- [TRABALHO A CONCLUIR]:
1) Indique se cada afirmação concorda com a discussão sobre o conjuntivo do futuro: (a) Vanda afirma que não é preciso alterar a frase; (b) Carfer diz que em Portugal a forma mais frequente é a que Vanda usou; (c) Carfer considera incorreto o uso do futuro do indicativo nesta frase. Responda sim ou não a cada uma e cite as palavras da discussão que o decidem.
2) Prossiga a discussão sobre o conjuntivo do futuro a partir do ponto em que termina.

- [TEXTO FORNECIDO]:

# O José disse que, enquanto ela for viva



## Thomas1

Olá,

Encontrei a frase seguinte:
"Enquanto ela for viva, merece todo o nosso respeito".
http://www.learn-portuguese-with-rafa.com/future-subjunctive.html​ 
Estou a perguntar-me que pasará com o conjuntivo do futuro se eu a disser a alguem:_
O José disse que, enquanto ela for viva, merecia todo o nosso respeito._​
Acho que não é necessário cambiá-lo, mas talvez me esqueça de algo?


----------



## Vanda

Sim, é preciso trocá-lo. Neste caso, diremos: O José disse que, enquanto ela for viva, merece todo o ....
Ou: O José.... que, enquanto ela estivesse viva, merecia todo o ....


----------



## Thomas1

Obrigado, Vanda. 

É possivel de modo algum o conjuntivo do futuro numa frase temporal no contexto pasado?


----------



## anaczz

O futuro do conjuntivo/subjuntivo sempre indica a possibilidade ou a incerteza de um fato ocorrer no futuro.


----------



## Thomas1

Seria possivel, por exemplo, no caso seguinte:_
O José estive na frente de batalha, não tinha visto a sua família muito tempo. Cuando _____ (regressar) à sua ciudade natal, saberia que nunca ia vê-los de novo.
_​
Deveria utilizar-se 'regressar' ou 'regressasse' (ou algo ainda diferente)?
Não sei se esta frase é correcta/natural no português, mas espero que ilustre bem o contexto do futuro no pasado.


----------



## anaczz

Se está contando uma história que aconteceu no passado:
O José esteve/estava na frente de batalha, não via a sua família há muito tempo. Quando regressasse à sua cidade natal, saberia que nunca iria vê-los de novo.

Se a história é atual:
O José esteve/estava na frente de batalha, não vê a sua família há muito tempo.  Quando regressar à sua cidade natal, saberá que nunca irá vê-los de  novo.


----------



## coolbrowne

Perdoe, mas será que o futuro do subjuntivo não requer o futuro do indicativo?





Vanda said:


> ...O José disse que, enquanto ela for viva, merece todo o ....


Ou seja, ...enquanto ela for viva, [merecerá|vai merecer] todo o ...


----------



## Carfer

coolbrowne said:


> Perdoe, mas será que o futuro do subjuntivo não requer o futuro do indicativo?Ou seja, ...enquanto ela for viva, [merecerá|vai merecer] todo o ...



Percebo a sua observação, mas a frase é frequentemente usada englobando o sentido de presente e de futuro: _'enquanto ela for viva_', ou seja, agora, neste momento, e futuramente, até que morra. Aqui em Portugal a forma mais frequente de dizer é também a que a Vanda usou. A verdade é que, mesmo que a sua observação tenha lógica, como tem, o uso do futuro parece enfraquecer a afirmação, já que esse tempo é muitas vezes usado para falar de circunstâncias hipotéticas ou dubitativas ('_Merecerá ela o nosso respeito?_', por exemplo, frase que pode reportar-se ao presente e não ao futuro, como o tempo verbal parece indicar). Talvez seja essa a explicação. Isto não quer dizer, evidentemente, que o uso do futuro do indicativo não seja gramatical e logicamente correcto.

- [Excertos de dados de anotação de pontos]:
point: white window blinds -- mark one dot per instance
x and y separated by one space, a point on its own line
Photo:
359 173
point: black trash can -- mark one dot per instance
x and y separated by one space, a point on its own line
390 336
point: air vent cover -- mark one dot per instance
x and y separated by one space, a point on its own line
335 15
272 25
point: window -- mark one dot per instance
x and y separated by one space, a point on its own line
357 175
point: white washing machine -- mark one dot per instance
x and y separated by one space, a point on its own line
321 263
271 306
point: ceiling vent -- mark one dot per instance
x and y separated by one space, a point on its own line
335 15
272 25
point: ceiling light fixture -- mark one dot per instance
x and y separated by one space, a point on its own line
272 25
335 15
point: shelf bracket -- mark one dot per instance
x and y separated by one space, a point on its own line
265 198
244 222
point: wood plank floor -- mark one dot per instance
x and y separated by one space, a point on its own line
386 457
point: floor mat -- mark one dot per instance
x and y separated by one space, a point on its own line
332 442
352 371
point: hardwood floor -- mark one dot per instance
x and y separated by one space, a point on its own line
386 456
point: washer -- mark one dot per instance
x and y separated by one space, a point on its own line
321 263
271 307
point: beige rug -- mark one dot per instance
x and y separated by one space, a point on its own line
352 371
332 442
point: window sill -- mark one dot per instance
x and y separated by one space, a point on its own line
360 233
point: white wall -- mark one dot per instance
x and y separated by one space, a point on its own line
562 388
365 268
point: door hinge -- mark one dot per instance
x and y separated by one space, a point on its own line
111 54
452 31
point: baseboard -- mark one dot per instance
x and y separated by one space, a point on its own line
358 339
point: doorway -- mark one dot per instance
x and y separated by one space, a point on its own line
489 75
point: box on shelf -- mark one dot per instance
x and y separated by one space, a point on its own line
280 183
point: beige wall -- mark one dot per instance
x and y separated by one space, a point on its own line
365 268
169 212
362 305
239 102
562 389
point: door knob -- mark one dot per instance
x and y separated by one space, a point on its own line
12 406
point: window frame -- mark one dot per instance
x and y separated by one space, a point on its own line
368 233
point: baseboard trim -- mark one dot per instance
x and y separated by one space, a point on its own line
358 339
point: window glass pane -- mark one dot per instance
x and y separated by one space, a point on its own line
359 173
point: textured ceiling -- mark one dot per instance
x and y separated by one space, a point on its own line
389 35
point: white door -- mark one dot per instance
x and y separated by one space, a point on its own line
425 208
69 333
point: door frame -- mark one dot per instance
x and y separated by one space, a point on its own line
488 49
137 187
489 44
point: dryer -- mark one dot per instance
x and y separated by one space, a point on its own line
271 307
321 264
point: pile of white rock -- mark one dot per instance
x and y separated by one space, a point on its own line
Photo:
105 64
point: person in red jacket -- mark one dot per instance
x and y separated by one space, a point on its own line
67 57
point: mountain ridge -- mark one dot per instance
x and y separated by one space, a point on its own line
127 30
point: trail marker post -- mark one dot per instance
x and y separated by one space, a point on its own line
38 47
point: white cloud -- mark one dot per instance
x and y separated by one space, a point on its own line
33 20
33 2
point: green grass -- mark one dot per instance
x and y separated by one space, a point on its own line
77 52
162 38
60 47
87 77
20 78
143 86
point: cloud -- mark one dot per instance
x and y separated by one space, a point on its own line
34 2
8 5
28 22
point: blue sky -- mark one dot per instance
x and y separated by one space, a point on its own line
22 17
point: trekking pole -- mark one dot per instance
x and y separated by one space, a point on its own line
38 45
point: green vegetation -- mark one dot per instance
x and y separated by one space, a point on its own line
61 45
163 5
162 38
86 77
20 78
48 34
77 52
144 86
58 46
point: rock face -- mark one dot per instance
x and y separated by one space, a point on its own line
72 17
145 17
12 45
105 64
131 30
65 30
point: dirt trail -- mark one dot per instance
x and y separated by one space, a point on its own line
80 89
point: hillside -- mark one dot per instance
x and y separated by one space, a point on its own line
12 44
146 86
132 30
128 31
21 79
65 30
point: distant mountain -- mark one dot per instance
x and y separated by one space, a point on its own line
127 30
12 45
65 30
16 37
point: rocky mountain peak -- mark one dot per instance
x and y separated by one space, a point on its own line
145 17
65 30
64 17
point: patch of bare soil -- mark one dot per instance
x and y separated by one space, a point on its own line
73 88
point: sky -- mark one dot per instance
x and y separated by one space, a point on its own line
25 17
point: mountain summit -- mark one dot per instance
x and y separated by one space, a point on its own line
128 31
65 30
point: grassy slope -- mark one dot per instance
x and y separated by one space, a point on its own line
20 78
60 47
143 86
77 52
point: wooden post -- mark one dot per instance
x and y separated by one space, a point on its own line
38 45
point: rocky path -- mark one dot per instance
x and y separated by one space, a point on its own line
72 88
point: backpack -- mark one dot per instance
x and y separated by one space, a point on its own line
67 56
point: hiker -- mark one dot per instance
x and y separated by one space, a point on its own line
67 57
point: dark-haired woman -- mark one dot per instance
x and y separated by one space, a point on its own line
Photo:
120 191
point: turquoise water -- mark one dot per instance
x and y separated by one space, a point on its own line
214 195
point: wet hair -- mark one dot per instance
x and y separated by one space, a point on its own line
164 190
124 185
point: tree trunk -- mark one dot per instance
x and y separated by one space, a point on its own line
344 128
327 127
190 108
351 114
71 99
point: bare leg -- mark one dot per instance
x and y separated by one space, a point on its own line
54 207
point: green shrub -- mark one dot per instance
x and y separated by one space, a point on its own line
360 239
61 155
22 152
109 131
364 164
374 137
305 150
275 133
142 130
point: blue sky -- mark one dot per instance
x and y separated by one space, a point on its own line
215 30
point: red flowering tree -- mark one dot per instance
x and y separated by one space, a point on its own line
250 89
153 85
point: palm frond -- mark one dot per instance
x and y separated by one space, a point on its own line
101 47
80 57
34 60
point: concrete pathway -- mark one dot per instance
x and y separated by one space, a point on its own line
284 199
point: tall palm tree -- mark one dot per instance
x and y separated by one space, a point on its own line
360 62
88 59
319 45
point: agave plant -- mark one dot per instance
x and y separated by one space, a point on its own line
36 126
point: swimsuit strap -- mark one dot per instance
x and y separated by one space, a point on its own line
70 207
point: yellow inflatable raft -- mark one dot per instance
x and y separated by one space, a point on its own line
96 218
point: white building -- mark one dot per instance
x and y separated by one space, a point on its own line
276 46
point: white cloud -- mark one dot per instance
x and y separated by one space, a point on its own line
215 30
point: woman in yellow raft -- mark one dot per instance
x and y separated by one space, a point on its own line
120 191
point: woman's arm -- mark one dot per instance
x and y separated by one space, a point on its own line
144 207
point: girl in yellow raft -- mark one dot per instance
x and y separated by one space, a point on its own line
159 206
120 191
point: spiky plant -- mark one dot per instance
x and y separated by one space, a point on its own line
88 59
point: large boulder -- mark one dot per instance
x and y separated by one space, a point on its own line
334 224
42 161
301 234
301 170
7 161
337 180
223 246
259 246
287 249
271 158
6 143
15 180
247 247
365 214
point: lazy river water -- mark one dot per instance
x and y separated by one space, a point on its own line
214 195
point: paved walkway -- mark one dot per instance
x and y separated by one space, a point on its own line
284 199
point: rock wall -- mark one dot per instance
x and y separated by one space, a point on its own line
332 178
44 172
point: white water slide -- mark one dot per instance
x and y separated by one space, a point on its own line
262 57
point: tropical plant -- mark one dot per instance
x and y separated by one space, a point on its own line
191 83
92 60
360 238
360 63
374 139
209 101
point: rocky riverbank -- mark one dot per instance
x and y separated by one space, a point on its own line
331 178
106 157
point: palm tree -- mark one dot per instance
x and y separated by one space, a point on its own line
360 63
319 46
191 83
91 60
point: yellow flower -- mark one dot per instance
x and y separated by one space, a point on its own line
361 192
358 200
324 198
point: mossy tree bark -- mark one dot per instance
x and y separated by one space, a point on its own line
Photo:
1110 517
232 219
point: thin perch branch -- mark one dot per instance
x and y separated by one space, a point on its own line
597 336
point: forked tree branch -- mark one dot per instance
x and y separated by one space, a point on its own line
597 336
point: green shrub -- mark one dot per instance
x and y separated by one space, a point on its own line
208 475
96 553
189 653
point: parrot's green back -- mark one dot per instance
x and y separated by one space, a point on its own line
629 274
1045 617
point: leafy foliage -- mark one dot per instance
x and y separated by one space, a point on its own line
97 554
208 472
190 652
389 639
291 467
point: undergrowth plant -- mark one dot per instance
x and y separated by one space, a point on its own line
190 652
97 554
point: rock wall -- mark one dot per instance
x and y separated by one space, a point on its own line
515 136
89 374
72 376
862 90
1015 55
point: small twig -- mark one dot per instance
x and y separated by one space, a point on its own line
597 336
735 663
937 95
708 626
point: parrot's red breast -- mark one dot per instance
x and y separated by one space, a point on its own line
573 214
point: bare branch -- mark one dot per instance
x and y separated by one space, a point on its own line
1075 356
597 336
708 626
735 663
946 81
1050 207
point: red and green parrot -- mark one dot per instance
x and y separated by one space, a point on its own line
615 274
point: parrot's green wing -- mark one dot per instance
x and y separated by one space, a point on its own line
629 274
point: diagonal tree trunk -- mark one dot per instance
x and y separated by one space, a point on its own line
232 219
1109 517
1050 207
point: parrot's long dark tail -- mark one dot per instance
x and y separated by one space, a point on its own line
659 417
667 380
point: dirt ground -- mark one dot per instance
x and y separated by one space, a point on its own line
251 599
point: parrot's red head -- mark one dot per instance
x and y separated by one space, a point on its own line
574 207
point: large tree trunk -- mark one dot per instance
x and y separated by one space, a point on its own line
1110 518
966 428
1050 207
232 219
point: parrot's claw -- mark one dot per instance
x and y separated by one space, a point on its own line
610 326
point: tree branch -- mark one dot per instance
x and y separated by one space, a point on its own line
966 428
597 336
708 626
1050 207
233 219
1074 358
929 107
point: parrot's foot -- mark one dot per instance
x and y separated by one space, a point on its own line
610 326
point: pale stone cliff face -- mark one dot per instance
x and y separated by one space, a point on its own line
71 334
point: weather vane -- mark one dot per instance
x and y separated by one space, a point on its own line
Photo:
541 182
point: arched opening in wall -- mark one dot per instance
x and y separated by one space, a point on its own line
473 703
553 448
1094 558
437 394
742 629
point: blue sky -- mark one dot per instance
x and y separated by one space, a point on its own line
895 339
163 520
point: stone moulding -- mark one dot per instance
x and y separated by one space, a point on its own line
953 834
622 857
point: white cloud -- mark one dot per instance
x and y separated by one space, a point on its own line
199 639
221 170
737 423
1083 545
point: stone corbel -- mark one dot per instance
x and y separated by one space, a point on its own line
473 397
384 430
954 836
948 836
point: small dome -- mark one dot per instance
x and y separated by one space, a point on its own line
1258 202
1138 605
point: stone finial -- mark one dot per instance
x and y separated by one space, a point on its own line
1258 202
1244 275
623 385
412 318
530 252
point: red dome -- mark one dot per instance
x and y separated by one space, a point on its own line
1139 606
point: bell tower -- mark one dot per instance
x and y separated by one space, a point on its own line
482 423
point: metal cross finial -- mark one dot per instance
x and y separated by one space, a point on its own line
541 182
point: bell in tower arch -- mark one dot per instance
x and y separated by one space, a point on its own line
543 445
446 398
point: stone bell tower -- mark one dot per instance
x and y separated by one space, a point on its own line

- [TAREFAS RESOLVIDAS]:
1)
(a) Não: "Sim, é preciso trocá-lo."
(b) Sim: "Aqui em Portugal a forma mais frequente de dizer é também a que a Vanda usou."
(c) Não: "Isto não quer dizer, evidentemente, que o uso do futuro do indicativo não seja gramatical e logicamente correcto."

2)
----------



## Vanda

Sim, como o Carlos disse: as duas formas. Falar nisso, temos trolhões de discussões sobre o assunto.

Algumas
Futuro do subjuntivo/ Presente do indicativo
Infinitivo pessoal, subjuntivo, pretérito imperfeito
presente do subjuntivo
Presente do subjuntivo


----------



## a3mlord

Vanda said:


> Sim, é preciso trocá-lo. Neste caso, diremos: O José disse que, enquanto ela for viva, merece todo o ....
> Ou: O José.... que, enquanto ela *estivesse* viva, merecia todo o ....



Não percebi a troca de verbo nem me parece haver sentido para tal, além da conjugação do verbo "merecer" estar errada. Caso se usasse o condicional seria:

O José [...] que, enquanto ela *fosse* viva, mereceria todo o [...].

De notar que "merecia" é pretérito imperfeito, não é condicional.


----------



## anaczz

Gramaticalmente, me parece que ambos ficam bem na frase. O sentido é que muda um pouco. 
mereceria: dá a ideia de uma possibilidade, de uma suposiçāo.
merecia: é uma certeza, uma afirmaçāo.

Concordo que poder-se-ia manter o verbo, mas, para nós brasileiros, estar vivo soa melhor do que ser vivo, é o mais usual.


----------



## Carfer

a3mlord said:


> Não percebi a troca de verbo nem me parece haver sentido para tal, além da conjugação do verbo "merecer" estar errada. Caso se usasse o condicional seria:
> 
> O José [...] que, enquanto ela *fosse* viva, mereceria todo o [...].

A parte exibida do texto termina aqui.